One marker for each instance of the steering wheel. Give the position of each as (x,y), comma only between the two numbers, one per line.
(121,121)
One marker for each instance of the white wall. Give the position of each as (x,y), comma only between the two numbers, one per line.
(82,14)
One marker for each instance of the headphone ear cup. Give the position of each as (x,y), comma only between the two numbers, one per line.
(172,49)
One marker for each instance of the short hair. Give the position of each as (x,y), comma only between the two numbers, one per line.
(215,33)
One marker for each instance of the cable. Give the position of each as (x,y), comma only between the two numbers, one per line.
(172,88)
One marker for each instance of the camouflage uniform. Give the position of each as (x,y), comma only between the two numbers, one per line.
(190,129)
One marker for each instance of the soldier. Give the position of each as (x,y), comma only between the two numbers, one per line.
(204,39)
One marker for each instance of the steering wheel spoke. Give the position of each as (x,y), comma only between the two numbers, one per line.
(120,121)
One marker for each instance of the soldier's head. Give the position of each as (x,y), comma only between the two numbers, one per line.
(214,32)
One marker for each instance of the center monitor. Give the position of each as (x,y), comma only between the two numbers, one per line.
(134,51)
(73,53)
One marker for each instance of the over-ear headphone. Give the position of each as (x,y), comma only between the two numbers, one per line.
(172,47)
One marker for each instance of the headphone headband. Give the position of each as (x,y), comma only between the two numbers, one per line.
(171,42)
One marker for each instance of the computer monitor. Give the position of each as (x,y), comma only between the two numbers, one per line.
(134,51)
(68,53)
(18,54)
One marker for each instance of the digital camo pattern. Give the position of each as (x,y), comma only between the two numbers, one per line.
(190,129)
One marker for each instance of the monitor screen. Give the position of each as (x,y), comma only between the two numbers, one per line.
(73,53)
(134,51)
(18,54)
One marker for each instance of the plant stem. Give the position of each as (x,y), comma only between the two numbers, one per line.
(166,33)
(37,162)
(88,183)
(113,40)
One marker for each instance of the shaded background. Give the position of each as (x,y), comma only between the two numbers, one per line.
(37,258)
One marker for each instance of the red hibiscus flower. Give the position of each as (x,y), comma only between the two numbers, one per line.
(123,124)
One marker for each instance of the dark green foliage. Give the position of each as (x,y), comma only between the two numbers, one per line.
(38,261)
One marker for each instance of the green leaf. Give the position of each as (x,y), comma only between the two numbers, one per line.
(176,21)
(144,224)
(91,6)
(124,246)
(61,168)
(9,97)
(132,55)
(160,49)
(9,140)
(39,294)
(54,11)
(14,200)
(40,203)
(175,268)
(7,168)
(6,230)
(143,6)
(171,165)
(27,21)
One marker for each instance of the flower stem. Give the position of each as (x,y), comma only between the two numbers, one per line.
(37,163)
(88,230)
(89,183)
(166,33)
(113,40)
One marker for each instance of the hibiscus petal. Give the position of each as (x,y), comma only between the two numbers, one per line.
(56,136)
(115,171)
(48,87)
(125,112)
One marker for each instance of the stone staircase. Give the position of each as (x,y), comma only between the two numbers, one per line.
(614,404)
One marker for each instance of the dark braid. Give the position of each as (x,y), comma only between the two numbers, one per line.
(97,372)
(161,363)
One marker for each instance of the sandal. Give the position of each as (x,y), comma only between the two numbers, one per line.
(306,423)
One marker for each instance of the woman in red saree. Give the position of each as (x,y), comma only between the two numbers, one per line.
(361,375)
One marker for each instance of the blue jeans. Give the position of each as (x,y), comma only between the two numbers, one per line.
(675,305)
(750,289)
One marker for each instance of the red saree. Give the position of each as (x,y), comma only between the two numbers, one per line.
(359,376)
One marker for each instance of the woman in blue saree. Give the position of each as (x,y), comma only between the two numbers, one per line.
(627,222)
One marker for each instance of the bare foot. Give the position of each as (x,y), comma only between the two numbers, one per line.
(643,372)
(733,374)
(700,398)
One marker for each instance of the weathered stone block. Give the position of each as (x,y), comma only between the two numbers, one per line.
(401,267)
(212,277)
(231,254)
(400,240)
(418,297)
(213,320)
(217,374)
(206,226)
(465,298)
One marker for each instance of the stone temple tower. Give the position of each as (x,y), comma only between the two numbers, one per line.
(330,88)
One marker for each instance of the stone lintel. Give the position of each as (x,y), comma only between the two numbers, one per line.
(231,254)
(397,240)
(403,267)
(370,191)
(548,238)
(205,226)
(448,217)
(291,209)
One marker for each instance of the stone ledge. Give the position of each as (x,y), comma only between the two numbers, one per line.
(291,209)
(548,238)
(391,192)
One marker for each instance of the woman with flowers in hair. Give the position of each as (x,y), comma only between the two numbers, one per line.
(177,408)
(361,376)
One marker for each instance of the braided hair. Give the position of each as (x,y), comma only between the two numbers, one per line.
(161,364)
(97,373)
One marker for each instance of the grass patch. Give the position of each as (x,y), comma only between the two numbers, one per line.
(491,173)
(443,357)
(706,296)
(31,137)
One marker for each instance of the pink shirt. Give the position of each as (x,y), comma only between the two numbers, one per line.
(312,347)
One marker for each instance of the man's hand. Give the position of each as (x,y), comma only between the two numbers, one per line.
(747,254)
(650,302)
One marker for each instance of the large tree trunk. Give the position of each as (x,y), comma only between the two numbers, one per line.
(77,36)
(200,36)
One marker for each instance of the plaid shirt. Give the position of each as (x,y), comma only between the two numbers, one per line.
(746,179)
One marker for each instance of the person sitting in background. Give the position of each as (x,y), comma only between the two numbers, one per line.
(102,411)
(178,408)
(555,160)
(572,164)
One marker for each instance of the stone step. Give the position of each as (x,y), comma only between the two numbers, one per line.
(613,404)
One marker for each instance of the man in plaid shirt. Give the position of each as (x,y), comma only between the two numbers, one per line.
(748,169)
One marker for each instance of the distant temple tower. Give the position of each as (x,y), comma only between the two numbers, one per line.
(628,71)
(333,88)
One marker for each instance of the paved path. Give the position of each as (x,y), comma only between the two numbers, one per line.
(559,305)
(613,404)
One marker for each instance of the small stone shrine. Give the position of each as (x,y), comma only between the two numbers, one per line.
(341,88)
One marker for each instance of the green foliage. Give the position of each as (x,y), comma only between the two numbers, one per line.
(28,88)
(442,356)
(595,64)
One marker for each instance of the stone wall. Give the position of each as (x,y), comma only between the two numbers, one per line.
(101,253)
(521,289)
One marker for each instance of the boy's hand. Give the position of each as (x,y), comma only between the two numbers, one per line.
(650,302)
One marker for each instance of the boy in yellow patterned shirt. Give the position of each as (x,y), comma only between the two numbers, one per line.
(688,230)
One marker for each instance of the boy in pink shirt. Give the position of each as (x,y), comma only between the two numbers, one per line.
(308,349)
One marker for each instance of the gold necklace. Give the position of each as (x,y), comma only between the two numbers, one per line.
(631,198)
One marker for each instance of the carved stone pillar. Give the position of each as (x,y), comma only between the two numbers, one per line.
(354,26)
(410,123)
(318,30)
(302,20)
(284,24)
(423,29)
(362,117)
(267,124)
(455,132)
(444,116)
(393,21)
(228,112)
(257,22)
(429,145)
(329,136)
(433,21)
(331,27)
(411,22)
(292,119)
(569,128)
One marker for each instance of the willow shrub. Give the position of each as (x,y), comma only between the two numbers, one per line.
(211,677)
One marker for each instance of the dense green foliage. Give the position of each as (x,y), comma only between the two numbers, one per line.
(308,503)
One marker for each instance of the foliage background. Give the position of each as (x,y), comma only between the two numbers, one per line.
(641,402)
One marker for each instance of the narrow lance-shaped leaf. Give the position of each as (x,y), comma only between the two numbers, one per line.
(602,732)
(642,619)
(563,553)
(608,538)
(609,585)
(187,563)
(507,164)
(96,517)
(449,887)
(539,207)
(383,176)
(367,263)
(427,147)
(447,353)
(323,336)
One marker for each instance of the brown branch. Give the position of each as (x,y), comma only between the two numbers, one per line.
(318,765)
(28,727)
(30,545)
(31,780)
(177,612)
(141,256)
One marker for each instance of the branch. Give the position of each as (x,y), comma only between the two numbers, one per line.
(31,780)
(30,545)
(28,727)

● ● ● ●

> _WHAT IS BEING ASKED_: Reproduce the data starting at the line that contains "One marker for each instance of the brown" and ending at the end of the data, including both ends.

> _RESPONSE TO THIS TASK_:
One marker for each instance of the brown branch. Give the position of each as (x,y), comma only between the two numbers, one per line.
(318,765)
(28,727)
(30,545)
(31,780)
(177,612)
(141,256)
One marker for each instance of the branch. Give the position of each as (x,y), comma only between the two numbers, one per line.
(31,780)
(30,545)
(28,727)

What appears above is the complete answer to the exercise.